[Page extract — start]

Man’s Search for Meaning

 
 

In 1939, despite his relative youth, Viktor Frankl was already one of the most eminent psychiatrists in all of Austria. After spending more than seven years working with suicidal patients at the University Clinic in Vienna, Frankl was appointed as the Head of the Department of Neurology at Rothschild Hospital. He was also hard at work on a new, revolutionary theory of psychiatry—“logotherapy”—based on his decade of experience treating suicidal patients and on his careful study of human neurology and psychology.

By 1942, however, Austria was under the control of the Nazis, and Rothschild Hospital, the only Jewish hospital in Vienna, was ordered closed. A Jew himself, Frankl was in immediate danger of being deported and, ultimately, confined to a Nazi concentration camp. The American consulate in Vienna offered Frankl a visa to immigrate to the United States—but visas weren’t offered to his aging parents, who would likely be sent to concentration camps in his absence. Upon receiving his invitation to retrieve his visa from the U.S. consulate, Frankl recounted: “I suddenly hesitated…The question beset me: could I really afford to leave my parents alone to face their fate, to be sent, sooner or later, to a concentration camp, or even to a so-called extermination camp? Where did my responsibility lie? Should I foster my brain child, logotherapy, by emigrating to fertile soil where I could write my books? Or should I concentrate on my duties as a real child, the child of my parents who had to do whatever he could to protect them?” [1]. No matter how hard he thought, Frankl couldn’t decide what he should do: he was paralyzed.

[Page extract — finish]

* _What to work on_
A – Answer the following questions using the passage on Viktor Frankl.
(i) To what position was Frankl appointed at Rothschild Hospital?
(ii) By which year was Austria under the control of the Nazis?
(iii) Which consulate in Vienna offered Frankl a visa?
B – Update the passage on Viktor Frankl by writing out everything from "In 1939, despite" down to "neurology and psychology.", replacing "eminent" with "prominent".

[Records — start]

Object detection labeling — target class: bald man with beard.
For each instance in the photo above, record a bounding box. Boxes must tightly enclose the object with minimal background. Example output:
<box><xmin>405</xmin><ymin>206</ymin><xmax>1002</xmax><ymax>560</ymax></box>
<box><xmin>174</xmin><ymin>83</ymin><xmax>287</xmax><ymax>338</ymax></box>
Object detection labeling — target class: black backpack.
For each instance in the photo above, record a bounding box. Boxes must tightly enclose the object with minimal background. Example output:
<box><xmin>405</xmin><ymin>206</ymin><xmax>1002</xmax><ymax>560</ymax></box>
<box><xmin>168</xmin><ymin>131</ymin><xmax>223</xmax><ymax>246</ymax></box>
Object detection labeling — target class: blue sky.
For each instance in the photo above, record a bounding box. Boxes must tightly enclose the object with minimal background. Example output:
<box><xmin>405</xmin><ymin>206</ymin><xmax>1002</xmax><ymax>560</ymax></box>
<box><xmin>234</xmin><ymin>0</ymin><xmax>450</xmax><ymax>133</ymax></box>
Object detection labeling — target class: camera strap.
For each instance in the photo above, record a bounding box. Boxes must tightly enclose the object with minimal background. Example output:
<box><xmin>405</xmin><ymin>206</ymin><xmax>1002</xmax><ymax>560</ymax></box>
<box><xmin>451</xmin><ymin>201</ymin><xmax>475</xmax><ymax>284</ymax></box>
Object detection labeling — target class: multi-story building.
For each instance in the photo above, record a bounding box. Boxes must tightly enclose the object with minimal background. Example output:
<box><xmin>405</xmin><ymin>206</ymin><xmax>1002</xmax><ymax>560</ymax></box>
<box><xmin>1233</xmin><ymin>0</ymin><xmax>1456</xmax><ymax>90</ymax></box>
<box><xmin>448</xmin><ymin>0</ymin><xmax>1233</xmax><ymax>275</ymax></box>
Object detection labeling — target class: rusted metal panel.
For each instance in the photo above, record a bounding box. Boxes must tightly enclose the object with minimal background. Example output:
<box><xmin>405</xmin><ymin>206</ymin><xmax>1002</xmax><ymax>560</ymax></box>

[Records — finish]

* _Numbered answers_
A –
(i) Head of the Department of Neurology
(ii) 1942
(iii) The American consulate (the U.S. consulate)

B –
In 1939, despite his relative youth, Viktor Frankl was already one of the most prominent psychiatrists in all of Austria. After spending more than seven years working with suicidal patients at the University Clinic in Vienna, Frankl was appointed as the Head of the Department of Neurology at Rothschild Hospital. He was also hard at work on a new, revolutionary theory of psychiatry—“logotherapy”—based on his decade of experience treating suicidal patients and on his careful study of human neurology and psychology.